_Consegna:_ Scrivi il seguito del testo su Giorgio Scerbanenco e il noir italiano, a partire dal punto in cui si ferma.

_Testo estratto:_
※ ※ ※

Padre spirituale di tutti i giallisti italiani, almeno secondo la vulgata, Giorgio Scerbanenco rappresenta l’anello più vistoso di una catena di scrittori che, seppure in modo minoritario, formano la tradizione del nostro noir. Da Augusto De Angelis, dallo stile insieme scabro e prezioso, passando per autori come Franco Enna, Attilio Veraldi o il duo Felisatti – Pittorru, scrittori formato tascabile, capaci di affondi notevoli ma ormai condannati all’oblio fino a un giallista dalla voce elegante come Renato Olivieri, ancora in attesa di una necessaria rivalutazione critica e che ha in comune con Scerbanenco la spiccata milanesità (solo quella a dire il vero). Inutile comunque stilare classifiche o stabilire alberi genealogici per questo mucchio selvaggio, per decenni snobbato dagli intellettuali e invisibile alla critica prima dell’esplosione (relativamente recente) del noir nostrano, dalle ascendenze più o meno pulp.
Scerbanenco è stato il più americano di tutti, per eclettismo e modi di produzione, senz’altro il più debitore alla scuola dei duri ma anche il più pessimista, il più scontroso, forse quello che ha figliato di più, quello più attuale, per come inquadra la metropoli, il boom economico e le sue derive ma anche il più datato, portatore di una sensibilità che inevitabilmente cozza con il DNA intimamente riformatore del genere.

※ ※ ※

_Blocco di dati:_
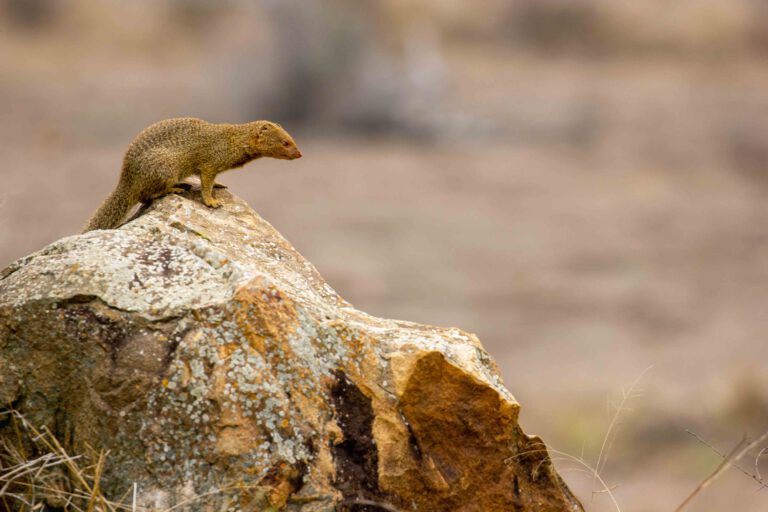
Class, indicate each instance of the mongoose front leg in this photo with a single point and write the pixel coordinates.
(207, 177)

※ ※ ※

_Soluzione:_
Sensibilissimo indagatore delle differenze di classe, Scerbanenco si rende conto senza ipocrisie delle mutazioni di un sottoproletariato urbano, incongruamente impegnato a intercettare l’orbita dei grandi cambiamenti del dopoguerra; palpabile è nelle sue storie e nei suoi personaggi di giovani emarginati il desiderio di partecipare al banchetto di un benessere che si percepisce come alle porte anche se poi, vuoi che sia il fato, vuoi che sia l’immobilismo sociale, vuoi l’indole conservatrice dell’autore, tutto sfocia in tragedia. È la parabola dei protagonisti di Al mare con la ragazza, dove il plot criminoso viene innescato dal desiderio, per due fidanzatini sbandati della periferia milanese, di vedere il mare. Aspirazione tenera e drammatica, puerile e tragica. O la coppia di amiche di Europa molto amore, forse il suo romanzo migliore: una fuga on the road dall’Italia alla Germania attraverso una società chiusa, patriarcale e violenta, per molti versi in anticipo su film come Avere vent’anni di Fernando Di Leo (regista che ha fornito al Nostro i migliori servizi sul grande schermo) e, perché no, Thelma & Louise di Ridley Scott. Eppure, per quel che vale, non si può proprio dire che Scerbanenco abbia una visione progressista delle cose. La società non viene scalfita né fisicamente né ideologicamente dai suoi eroi perdenti, il male è dato come cosa certa, fardello che bisogna portare. Certo, Scerbanenco è abbastanza lucido da individuare il marcio, riconoscerlo e stigmatizzarlo ma raramente offre gesti di autentica ribellione. Siamo lontani, insomma, dalle posizioni antisistema di David Goodis o Jim Thompson (so benissimo che il paragone sarebbe ingeneroso per chiunque), nemmeno si irride al potere come fa il genio folle Chester Himes. Scerbanenco è più sintonizzato su una polarità bene / male. Per continuare coi paragoni americani: un Mickey Spillane senza superomismo.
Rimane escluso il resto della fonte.